__EXERCISE DIRECTIONS__
Retype exactly the lines from the one holding "point: green bush" through the final line of the data, both included.

Records from a dataset:
- - - - - - -

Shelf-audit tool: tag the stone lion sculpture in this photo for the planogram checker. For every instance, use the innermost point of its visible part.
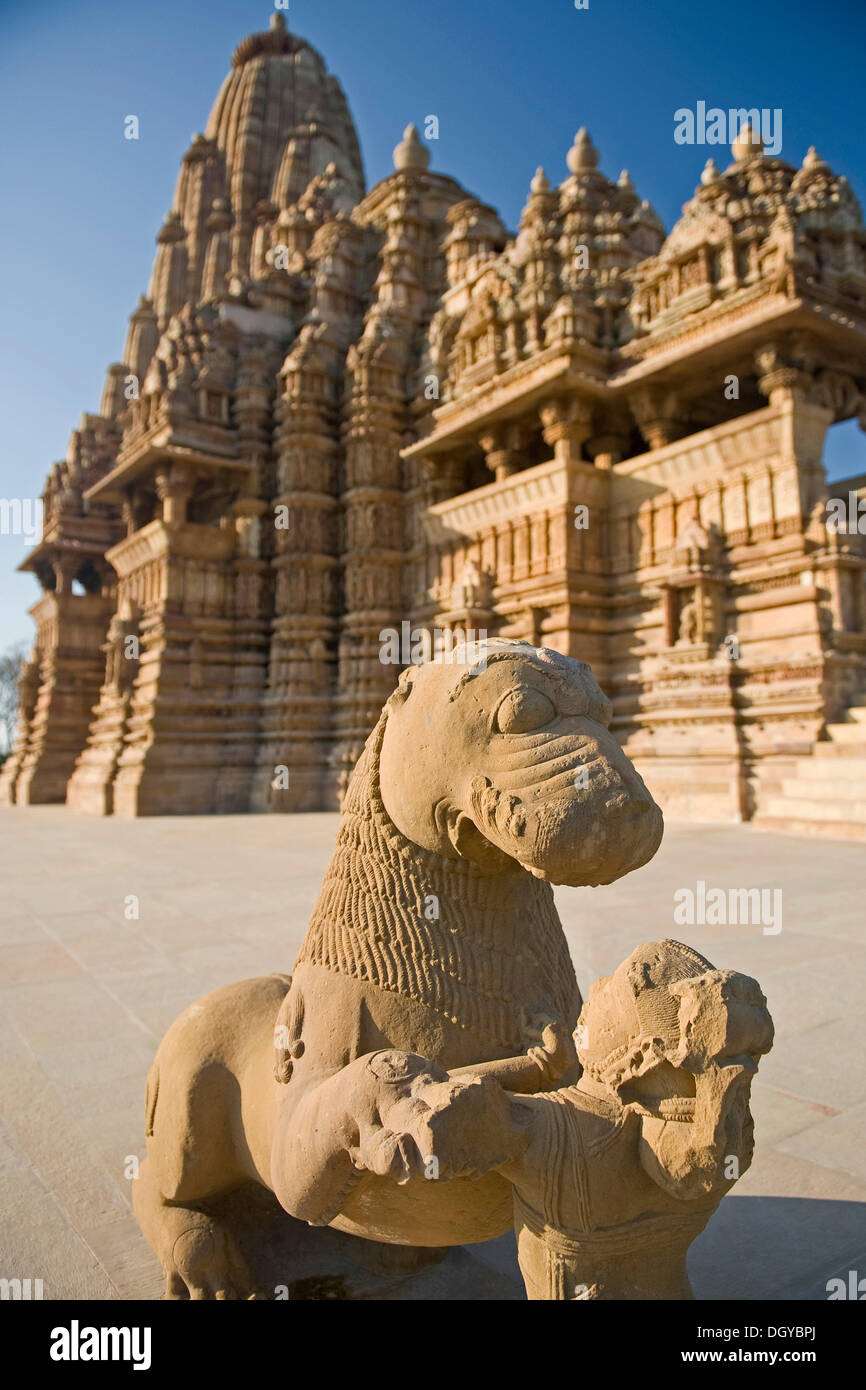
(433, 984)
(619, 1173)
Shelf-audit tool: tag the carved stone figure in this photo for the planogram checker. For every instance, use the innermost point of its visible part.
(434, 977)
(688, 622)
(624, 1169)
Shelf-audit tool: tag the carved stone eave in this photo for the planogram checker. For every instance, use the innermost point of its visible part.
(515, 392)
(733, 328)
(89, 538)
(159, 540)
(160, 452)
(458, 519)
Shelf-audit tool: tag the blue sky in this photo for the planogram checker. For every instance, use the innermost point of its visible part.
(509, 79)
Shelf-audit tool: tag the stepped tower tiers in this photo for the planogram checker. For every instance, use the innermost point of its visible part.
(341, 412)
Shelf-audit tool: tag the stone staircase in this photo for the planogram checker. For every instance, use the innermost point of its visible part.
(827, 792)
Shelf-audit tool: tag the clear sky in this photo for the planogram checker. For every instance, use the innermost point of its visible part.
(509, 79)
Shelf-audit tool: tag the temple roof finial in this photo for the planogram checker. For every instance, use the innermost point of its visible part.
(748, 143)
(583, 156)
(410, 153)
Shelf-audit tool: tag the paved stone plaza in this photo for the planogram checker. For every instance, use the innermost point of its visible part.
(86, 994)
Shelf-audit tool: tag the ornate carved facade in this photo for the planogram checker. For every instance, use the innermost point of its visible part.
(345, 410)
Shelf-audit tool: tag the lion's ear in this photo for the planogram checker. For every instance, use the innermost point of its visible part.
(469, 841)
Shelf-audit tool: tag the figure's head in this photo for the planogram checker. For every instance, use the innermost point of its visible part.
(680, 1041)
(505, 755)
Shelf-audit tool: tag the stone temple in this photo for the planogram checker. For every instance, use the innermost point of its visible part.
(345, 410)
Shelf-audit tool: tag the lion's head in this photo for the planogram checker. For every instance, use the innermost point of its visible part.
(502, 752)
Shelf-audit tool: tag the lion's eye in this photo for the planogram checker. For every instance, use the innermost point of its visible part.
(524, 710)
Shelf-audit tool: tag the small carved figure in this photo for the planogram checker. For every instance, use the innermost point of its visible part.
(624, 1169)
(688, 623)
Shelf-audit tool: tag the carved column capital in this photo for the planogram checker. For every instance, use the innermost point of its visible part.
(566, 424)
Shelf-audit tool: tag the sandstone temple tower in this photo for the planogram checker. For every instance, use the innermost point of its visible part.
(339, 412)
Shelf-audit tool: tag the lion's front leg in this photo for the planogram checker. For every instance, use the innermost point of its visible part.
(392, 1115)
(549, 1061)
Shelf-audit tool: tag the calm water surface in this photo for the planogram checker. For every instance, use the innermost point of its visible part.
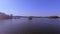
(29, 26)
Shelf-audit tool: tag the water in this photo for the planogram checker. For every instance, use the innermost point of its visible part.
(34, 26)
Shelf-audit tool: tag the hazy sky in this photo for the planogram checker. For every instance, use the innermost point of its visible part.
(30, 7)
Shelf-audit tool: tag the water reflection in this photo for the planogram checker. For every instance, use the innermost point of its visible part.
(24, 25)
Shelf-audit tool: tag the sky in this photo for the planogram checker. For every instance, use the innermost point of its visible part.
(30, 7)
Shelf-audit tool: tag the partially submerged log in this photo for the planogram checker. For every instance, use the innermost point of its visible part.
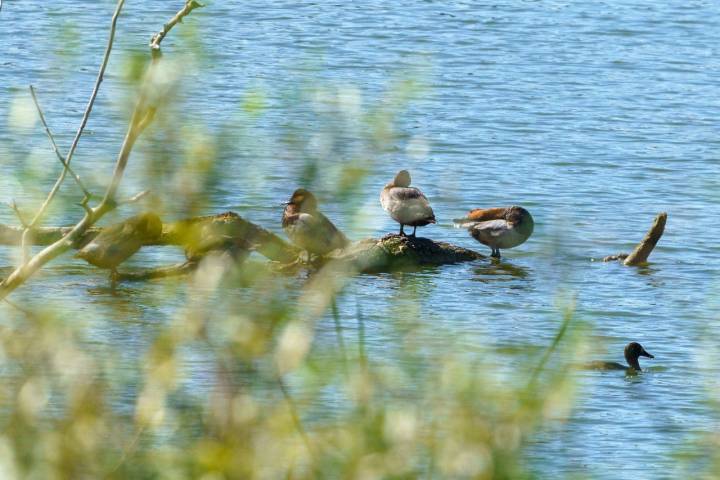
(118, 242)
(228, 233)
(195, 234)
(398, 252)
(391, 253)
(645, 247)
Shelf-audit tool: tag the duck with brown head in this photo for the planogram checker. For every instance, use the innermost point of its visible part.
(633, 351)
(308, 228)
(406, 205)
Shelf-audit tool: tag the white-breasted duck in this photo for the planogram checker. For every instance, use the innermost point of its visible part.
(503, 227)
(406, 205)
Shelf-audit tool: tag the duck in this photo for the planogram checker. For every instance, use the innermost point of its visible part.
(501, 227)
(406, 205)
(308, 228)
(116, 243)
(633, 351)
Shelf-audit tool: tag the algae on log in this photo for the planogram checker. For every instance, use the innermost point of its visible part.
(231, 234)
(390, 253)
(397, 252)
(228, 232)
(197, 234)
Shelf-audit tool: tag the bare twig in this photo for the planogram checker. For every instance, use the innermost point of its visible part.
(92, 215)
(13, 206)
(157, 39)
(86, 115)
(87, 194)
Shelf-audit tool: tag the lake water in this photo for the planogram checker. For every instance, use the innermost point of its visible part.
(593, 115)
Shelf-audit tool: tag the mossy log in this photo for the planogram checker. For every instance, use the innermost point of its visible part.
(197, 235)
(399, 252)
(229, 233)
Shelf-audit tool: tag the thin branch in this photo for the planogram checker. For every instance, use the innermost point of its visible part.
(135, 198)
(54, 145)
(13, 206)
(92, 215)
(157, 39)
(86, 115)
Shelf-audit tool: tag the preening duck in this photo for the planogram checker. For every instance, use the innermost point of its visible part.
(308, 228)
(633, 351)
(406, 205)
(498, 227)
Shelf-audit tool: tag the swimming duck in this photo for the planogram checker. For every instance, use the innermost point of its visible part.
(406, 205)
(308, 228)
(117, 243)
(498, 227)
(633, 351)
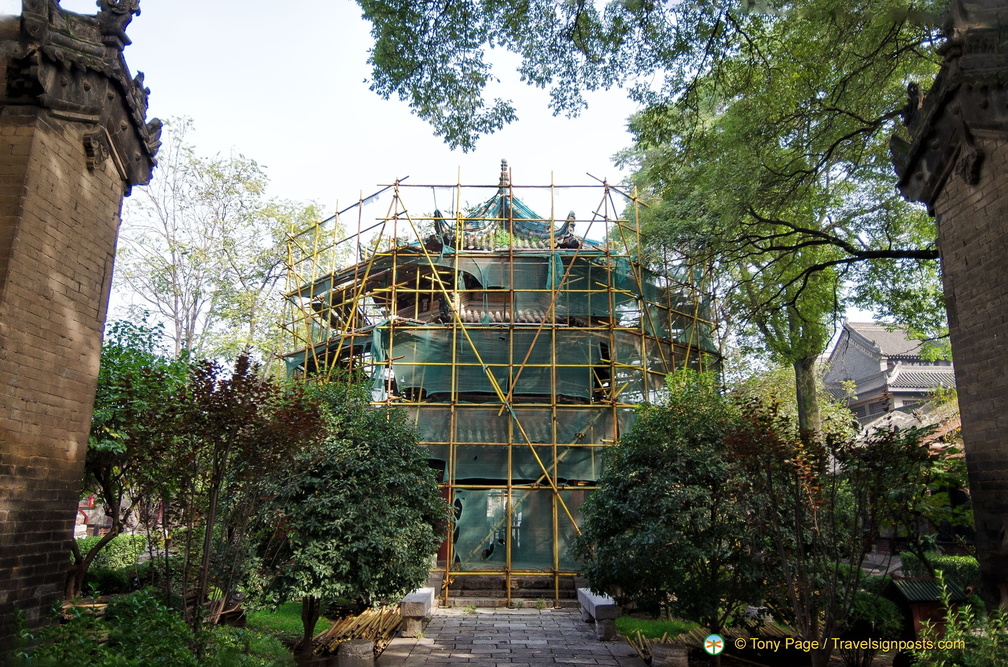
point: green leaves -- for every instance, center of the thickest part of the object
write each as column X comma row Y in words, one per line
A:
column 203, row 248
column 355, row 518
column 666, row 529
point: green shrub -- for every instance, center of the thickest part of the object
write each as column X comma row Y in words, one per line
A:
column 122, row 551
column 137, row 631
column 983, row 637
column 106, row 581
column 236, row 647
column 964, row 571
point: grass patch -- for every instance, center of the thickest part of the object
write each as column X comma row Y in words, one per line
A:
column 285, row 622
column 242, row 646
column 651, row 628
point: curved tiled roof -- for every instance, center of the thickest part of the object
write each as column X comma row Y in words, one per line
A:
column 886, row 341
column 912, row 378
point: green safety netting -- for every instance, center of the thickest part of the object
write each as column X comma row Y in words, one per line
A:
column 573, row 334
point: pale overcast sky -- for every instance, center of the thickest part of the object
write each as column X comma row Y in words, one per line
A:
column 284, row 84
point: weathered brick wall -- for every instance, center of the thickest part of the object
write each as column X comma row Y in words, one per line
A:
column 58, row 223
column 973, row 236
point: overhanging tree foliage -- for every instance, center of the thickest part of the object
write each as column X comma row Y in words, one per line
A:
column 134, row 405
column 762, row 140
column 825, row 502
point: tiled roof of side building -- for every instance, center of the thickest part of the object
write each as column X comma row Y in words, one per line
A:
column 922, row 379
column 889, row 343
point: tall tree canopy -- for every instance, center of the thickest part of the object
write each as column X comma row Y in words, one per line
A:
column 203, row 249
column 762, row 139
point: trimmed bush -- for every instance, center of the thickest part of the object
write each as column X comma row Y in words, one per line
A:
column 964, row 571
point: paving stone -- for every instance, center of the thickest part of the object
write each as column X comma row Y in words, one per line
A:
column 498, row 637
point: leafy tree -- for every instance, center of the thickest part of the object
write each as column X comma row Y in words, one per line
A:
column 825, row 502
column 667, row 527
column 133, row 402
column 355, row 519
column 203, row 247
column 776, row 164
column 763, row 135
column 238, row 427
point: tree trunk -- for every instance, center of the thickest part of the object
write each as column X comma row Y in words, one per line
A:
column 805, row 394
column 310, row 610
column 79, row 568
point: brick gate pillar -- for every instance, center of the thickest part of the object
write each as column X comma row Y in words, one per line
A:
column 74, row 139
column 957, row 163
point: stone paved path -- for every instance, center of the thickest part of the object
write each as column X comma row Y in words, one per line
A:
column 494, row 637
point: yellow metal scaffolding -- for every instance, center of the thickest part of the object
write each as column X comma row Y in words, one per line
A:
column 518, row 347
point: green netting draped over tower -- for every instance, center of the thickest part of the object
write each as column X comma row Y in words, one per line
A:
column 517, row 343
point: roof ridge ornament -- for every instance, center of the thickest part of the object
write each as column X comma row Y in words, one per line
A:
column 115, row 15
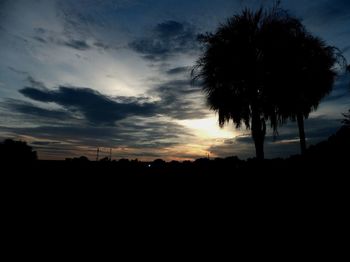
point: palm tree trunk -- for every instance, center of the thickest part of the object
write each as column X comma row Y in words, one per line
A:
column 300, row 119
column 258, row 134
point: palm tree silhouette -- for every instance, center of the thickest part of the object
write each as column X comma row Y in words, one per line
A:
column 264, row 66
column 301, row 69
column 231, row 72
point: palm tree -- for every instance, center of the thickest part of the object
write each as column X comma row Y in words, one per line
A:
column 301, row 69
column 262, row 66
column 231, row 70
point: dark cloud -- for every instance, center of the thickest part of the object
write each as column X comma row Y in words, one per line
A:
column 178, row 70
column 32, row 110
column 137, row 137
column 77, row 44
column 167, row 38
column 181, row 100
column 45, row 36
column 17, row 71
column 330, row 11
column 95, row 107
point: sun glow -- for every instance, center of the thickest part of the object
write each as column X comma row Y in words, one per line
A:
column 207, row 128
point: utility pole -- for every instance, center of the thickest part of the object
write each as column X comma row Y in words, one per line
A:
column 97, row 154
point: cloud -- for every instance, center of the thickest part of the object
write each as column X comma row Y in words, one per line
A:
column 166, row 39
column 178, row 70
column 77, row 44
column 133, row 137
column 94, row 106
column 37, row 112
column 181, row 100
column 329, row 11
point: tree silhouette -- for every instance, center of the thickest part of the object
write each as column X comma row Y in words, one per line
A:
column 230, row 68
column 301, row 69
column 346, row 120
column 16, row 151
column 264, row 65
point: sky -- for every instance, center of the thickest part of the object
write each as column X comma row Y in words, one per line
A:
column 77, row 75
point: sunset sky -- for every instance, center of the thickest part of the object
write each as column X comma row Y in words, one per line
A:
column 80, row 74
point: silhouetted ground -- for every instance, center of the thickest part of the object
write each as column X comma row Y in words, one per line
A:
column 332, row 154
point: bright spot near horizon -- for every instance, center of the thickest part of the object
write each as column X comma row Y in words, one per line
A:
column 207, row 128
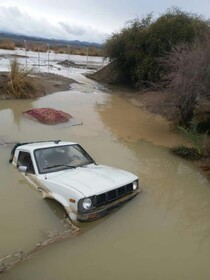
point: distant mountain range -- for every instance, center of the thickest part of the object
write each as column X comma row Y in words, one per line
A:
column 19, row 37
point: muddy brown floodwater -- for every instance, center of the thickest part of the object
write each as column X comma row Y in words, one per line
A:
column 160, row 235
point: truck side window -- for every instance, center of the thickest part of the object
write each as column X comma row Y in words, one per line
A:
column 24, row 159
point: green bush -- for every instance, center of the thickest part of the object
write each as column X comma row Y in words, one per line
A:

- - - - - - -

__OUTPUT__
point: green bush -- for every instance, center of the thickest part of the object
write each as column X comma row Y in words, one per line
A:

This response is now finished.